> What to work on:
Copy out each line of the material below with no changes.

> Dataset extract:

* START *

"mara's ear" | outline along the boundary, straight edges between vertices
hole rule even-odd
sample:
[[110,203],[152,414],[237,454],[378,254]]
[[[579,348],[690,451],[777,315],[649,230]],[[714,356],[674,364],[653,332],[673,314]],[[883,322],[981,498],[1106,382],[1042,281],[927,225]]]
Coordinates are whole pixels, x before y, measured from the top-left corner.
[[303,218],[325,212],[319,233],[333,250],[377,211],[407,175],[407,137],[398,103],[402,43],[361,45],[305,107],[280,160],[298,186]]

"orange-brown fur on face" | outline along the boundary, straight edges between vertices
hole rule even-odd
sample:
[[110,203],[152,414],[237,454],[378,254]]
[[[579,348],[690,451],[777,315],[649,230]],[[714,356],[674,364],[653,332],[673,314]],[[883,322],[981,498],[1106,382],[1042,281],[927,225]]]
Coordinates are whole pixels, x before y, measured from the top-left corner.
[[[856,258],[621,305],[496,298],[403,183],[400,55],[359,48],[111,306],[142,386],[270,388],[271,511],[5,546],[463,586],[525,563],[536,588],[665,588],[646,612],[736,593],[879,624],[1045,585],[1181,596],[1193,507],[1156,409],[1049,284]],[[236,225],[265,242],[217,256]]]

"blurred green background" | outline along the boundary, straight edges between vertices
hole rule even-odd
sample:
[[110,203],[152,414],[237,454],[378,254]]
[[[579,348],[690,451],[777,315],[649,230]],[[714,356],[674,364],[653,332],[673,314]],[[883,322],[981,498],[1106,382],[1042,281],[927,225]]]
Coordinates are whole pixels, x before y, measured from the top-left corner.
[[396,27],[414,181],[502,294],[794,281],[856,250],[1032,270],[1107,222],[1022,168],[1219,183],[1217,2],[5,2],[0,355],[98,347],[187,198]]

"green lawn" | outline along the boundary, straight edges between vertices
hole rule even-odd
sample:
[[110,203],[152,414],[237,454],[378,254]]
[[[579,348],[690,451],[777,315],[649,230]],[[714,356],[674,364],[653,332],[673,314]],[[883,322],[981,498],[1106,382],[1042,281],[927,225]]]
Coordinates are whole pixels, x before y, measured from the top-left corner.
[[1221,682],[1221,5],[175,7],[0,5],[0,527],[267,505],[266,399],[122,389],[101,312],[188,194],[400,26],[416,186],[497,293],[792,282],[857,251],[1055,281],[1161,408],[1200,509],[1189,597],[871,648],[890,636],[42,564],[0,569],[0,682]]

* END *

> Task result:
"mara's ear" | outline along the boundary, straight edges between vertices
hole rule even-odd
sample:
[[110,203],[152,414],[237,454],[378,254]]
[[[579,348],[690,451],[777,315],[649,230]],[[714,356],[674,364],[653,332],[673,314]],[[883,322],[981,498],[1106,382],[1042,281],[927,225]]]
Coordinates are whole pixels, x before y, measured from the top-left corner.
[[303,218],[325,212],[319,233],[333,250],[377,211],[407,175],[407,137],[398,103],[402,43],[361,45],[305,107],[280,160],[298,186]]

"orange-brown fur on face" | outline along the boundary, straight edges between vertices
hole rule even-odd
sample:
[[110,203],[152,414],[237,454],[378,254]]
[[[579,348],[690,451],[777,315],[649,230]],[[714,356],[674,364],[653,332],[673,314]],[[883,322],[981,498],[1106,382],[1042,281],[927,225]]]
Coordinates are whole pixels, x before y, measured from the top-left corner.
[[[856,258],[621,305],[496,298],[403,183],[400,55],[359,48],[111,306],[142,386],[270,388],[271,511],[5,546],[463,586],[525,563],[536,588],[665,588],[646,612],[736,593],[879,624],[1045,585],[1181,596],[1193,507],[1156,409],[1049,284]],[[236,225],[265,242],[217,256]]]

"blurred green background" | outline along the boundary, straight edges between vertices
hole rule even-odd
sample:
[[110,203],[152,414],[237,454],[378,254]]
[[[579,348],[690,451],[777,315],[649,230]],[[714,356],[674,364],[653,332],[673,314]],[[883,322],[981,498],[1106,382],[1042,281],[927,225]]]
Coordinates are whole pixels, x before y, measured from the top-left corner.
[[396,27],[414,181],[502,294],[794,281],[856,250],[1032,270],[1107,222],[1022,168],[1219,183],[1217,2],[5,2],[0,355],[98,347],[187,198]]

"green lawn" | outline along the boundary, straight edges between vertices
hole rule even-odd
sample:
[[110,203],[152,414],[237,454],[378,254]]
[[[579,348],[690,451],[777,315],[649,230]],[[714,356],[674,364],[653,332],[673,314]],[[883,322],[981,498],[1106,382],[1042,281],[927,225]]]
Coordinates are whole pixels, x before y, measured from the top-left corner.
[[1221,682],[1221,5],[175,7],[0,5],[0,527],[267,505],[266,399],[122,389],[101,312],[188,194],[400,26],[416,186],[497,293],[792,282],[857,251],[1055,281],[1161,408],[1200,509],[1189,597],[871,648],[890,636],[42,564],[0,569],[0,682]]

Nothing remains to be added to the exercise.